* About this task *
Would you copy out exactly the lines of the listing below, beginning with the one that contains "of the dark" and ending with the last?

* Data extracts *
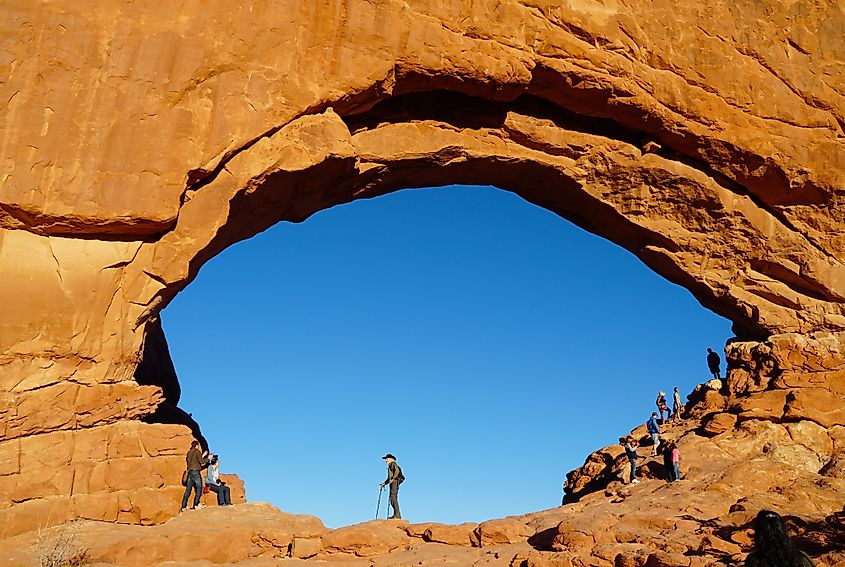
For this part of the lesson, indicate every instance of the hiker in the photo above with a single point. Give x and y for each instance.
(772, 546)
(713, 362)
(217, 486)
(675, 459)
(677, 406)
(654, 430)
(394, 479)
(195, 461)
(666, 450)
(630, 446)
(661, 405)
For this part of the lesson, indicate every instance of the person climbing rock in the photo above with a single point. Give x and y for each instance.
(214, 484)
(713, 362)
(661, 405)
(667, 450)
(394, 479)
(676, 462)
(654, 430)
(195, 461)
(630, 446)
(772, 546)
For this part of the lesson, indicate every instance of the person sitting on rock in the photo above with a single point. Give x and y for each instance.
(677, 406)
(394, 479)
(195, 462)
(713, 362)
(772, 546)
(630, 446)
(214, 484)
(661, 405)
(654, 430)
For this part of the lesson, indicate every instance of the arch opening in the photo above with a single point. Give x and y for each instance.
(338, 423)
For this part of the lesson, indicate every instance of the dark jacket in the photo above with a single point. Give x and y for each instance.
(752, 561)
(393, 472)
(194, 460)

* Response *
For this part of the lesson, indicate every instance of the dark jacket in the photo above with a single point. Give x and y for each instance.
(752, 561)
(393, 472)
(194, 460)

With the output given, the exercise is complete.